* [Document extract]

· · · · ·

Children with gender identity disorder are at serious psychiatric risk

February 22, 2012, Children's Hospital Boston

(Medical Xpress) -- The first study to characterize a cohort of U.S. children with diagnosed gender identity disorder, led by researchers at Children’s Hospital Boston, documents significant mental health risks as children struggle with strong feelings of being born “in the wrong body.” Findings appear in the March 2012 Pediatrics (published online February 20).

The study, led by endocrinologist Norman Spack, MD, at ’s Boston, in collaboration with attending psychiatrist Scott Leibowitz, MD, reviewed the charts of 97 consecutive patients who were seen at the hospital from 1998 through early 2010 and met Diagnostic and Statistical Manual of Mental Disorders (DSM-IV) for gender identity disorder: a strong, persistent identification as being of the opposite sex (transgendered) and significant distress and discomfort with one’s biological sex.

Of these patients, who first came to Children’s Hospital Boston at an average age of 14.8 years, 44 percent had a history of psychiatric symptoms, 37 percent were taking psychotropic medications, 21 percent had a history of self-mutilation and 9 percent had attempted suicide.

· · · · ·

* [Given data]
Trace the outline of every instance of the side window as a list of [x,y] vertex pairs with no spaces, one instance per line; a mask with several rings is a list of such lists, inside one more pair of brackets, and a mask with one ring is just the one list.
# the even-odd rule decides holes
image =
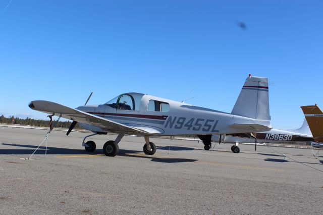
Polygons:
[[170,104],[163,101],[150,100],[148,103],[147,110],[148,111],[168,112],[170,111]]
[[153,100],[149,100],[148,102],[148,107],[147,111],[155,111],[155,101]]

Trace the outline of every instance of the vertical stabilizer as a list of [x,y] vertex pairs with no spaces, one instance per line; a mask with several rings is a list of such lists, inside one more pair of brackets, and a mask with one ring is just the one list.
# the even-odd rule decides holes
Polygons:
[[271,120],[268,79],[249,75],[231,114],[258,120]]
[[313,138],[323,142],[323,112],[316,105],[301,106],[311,130]]
[[300,134],[307,134],[308,135],[311,135],[311,130],[309,129],[308,124],[305,119],[304,119],[303,124],[300,128],[297,129],[295,129],[295,131]]

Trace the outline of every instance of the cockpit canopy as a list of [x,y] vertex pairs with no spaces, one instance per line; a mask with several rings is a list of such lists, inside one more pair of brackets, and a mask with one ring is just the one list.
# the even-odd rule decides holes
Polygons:
[[110,100],[105,104],[118,110],[139,111],[143,94],[137,93],[124,93]]

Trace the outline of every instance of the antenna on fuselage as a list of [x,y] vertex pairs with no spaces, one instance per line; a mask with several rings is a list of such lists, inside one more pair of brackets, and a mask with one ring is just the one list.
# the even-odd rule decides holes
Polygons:
[[188,97],[189,95],[190,95],[190,94],[191,94],[191,93],[192,93],[192,92],[193,92],[193,90],[194,90],[195,88],[196,88],[196,86],[195,86],[195,87],[194,87],[194,88],[193,89],[192,89],[192,90],[191,90],[190,91],[190,92],[188,93],[188,94],[187,95],[186,95],[186,96],[185,97],[185,98],[184,98],[184,99],[183,99],[182,100],[182,101],[181,101],[182,103],[184,103],[184,101],[187,101],[187,100],[189,100],[189,99],[191,99],[192,98],[195,98],[195,97],[192,97],[191,98],[188,98],[188,99],[186,99],[186,98],[187,98]]
[[89,101],[89,100],[90,100],[90,98],[91,97],[91,96],[92,96],[92,94],[93,94],[93,92],[91,92],[91,94],[90,94],[90,95],[89,95],[89,97],[87,98],[87,100],[86,100],[86,101],[85,102],[85,103],[84,104],[85,105],[86,105],[86,104],[87,103],[87,102]]

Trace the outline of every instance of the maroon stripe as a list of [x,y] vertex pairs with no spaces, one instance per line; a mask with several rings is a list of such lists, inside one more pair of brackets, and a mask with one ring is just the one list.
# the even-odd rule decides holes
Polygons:
[[268,87],[262,87],[261,86],[244,86],[242,87],[253,87],[255,88],[268,89]]
[[165,120],[167,116],[143,115],[142,114],[113,114],[110,113],[87,112],[89,114],[99,115],[118,116],[120,117],[136,117],[137,118],[153,119]]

· · · · ·

* [Task A] From the article on gender identity disorder in children, transcribe the passage from "(Medical Xpress) -- The" up to and including "one’s biological sex.".
* [Task B]
Answer the following questions using the article on gender identity disorder in children:
(i) In which issue of Pediatrics do the findings appear?
(ii) How many consecutive patients had their charts reviewed in the study?
(iii) What was the average age of these patients when they first came to Children's Hospital Boston?
* [Task C] Write the next portion of the article on gender identity disorder in children, beginning after its final sentence.

* [Answer A]
(Medical Xpress) -- The first study to characterize a cohort of U.S. children with diagnosed gender identity disorder, led by researchers at Children’s Hospital Boston, documents significant mental health risks as children struggle with strong feelings of being born “in the wrong body.” Findings appear in the March 2012 Pediatrics (published online February 20).

The study, led by endocrinologist Norman Spack, MD, at ’s Boston, in collaboration with attending psychiatrist Scott Leibowitz, MD, reviewed the charts of 97 consecutive patients who were seen at the hospital from 1998 through early 2010 and met Diagnostic and Statistical Manual of Mental Disorders (DSM-IV) for gender identity disorder: a strong, persistent identification as being of the opposite sex (transgendered) and significant distress and discomfort with one’s biological sex.

* [Answer B]
(i) The March 2012 issue.
(ii) 97 patients.
(iii) 14.8 years.

* [Answer C]
Fifty-eight percent received a medical intervention. This consisted of opposite-sex hormones (to develop a physical appearance closer to the affirmed gender) for the majority who were in later stages of puberty, and puberty-suppressing drugs for the few children still in early puberty.

Spack and colleagues call for further research to assess these adolescents’ psychological well-being after both kinds of treatment. They urge early evaluation for children who show persistent gender-related issues, including consultation with mental health professionals and consideration of medical treatment when patients near puberty.  Anecdotally, children who receive interventions early do better psychologically.

“Just coming to our clinic for an initial visit was associated with a markedly reduced motivation to self-harm,” Spack notes.